[START OF SELECTED PASSAGE]
The Obama Birth Certificate

April 27, 2011 Topic: The Presidency Region: United States Blog Brand: Jacob Heilbrunn

The Obama Birth Certificate

He did it. President Obama released his birth certificate. It's about time. Or is it? Personally, the controversy swirling around Obama's birth certificate was kind of fun to watch. It became a new litmus test—Donald Trump was deemed beyond the pale once he started flirting with the whole "birther" controversy. Haley Barbour said it was a waste of time. So did Karl Rove.

To my mind, Barbour and Rove had it right. If you look at the pictures of Obama that ran in the New York Times magazine this weekend, it's hard to think of the young Obama as anything other than a cheerfully good-natured cherub, decked out in his pirate costume. The funny thing is that much of the Republican field seems to recognize this as well. The problem for the GOP is that the nutjobs—Donald Trump et. al.—seem to be capturing the limelight, at least for now. What's needed is for the establishment to unite behind someone (Mitt Romney is the obvious candidate) who can sell the GOP brand successfully.
[END OF SELECTED PASSAGE]
EXERCISE A
Please rewrite the dataset entries with "practice" replaced by "exercise" and everything else unchanged, leaving out the pictures.
[START OF PROVIDED RECORDS]
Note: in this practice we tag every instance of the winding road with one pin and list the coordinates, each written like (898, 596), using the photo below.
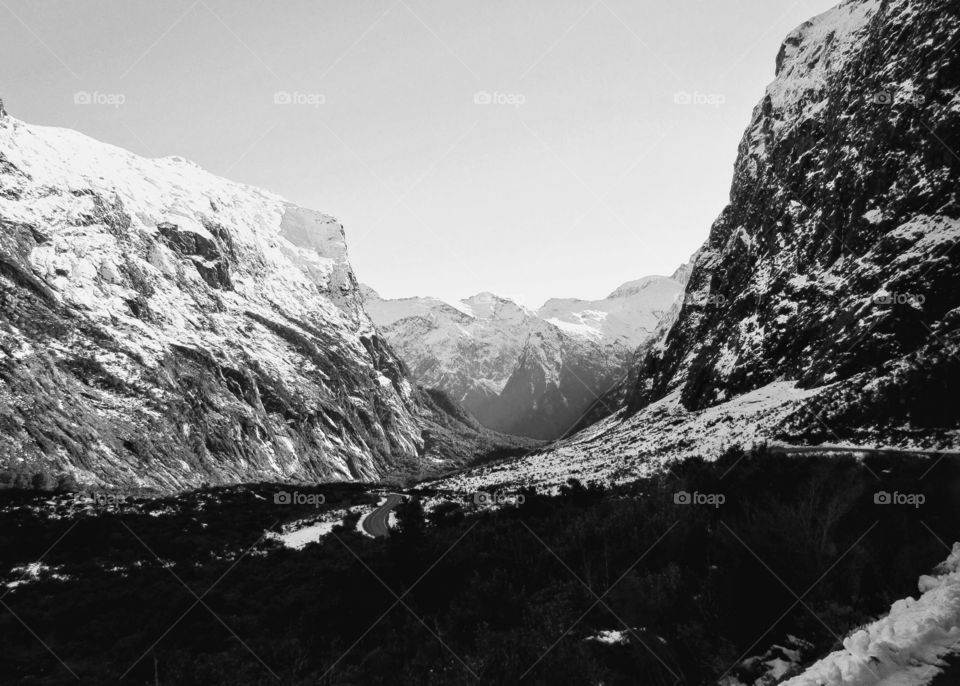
(376, 523)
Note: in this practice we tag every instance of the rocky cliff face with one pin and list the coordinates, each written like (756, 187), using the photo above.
(161, 326)
(522, 372)
(834, 262)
[END OF PROVIDED RECORDS]
EXERCISE B
Reproduce word for word everything in the post on Obama's birth certificate from "April 27, 2011" down to "did Karl Rove.".

WRITTEN RESPONSE A
Note: in this exercise we tag every instance of the winding road with one pin and list the coordinates, each written like (898, 596), using the photo below.
(376, 523)
Note: in this exercise we tag every instance of the rocky cliff face with one pin and list the coordinates, each written like (756, 187), using the photo above.
(161, 326)
(522, 372)
(834, 262)

WRITTEN RESPONSE B
April 27, 2011 Topic: The Presidency Region: United States Blog Brand: Jacob Heilbrunn

The Obama Birth Certificate

He did it. President Obama released his birth certificate. It's about time. Or is it? Personally, the controversy swirling around Obama's birth certificate was kind of fun to watch. It became a new litmus test—Donald Trump was deemed beyond the pale once he started flirting with the whole "birther" controversy. Haley Barbour said it was a waste of time. So did Karl Rove.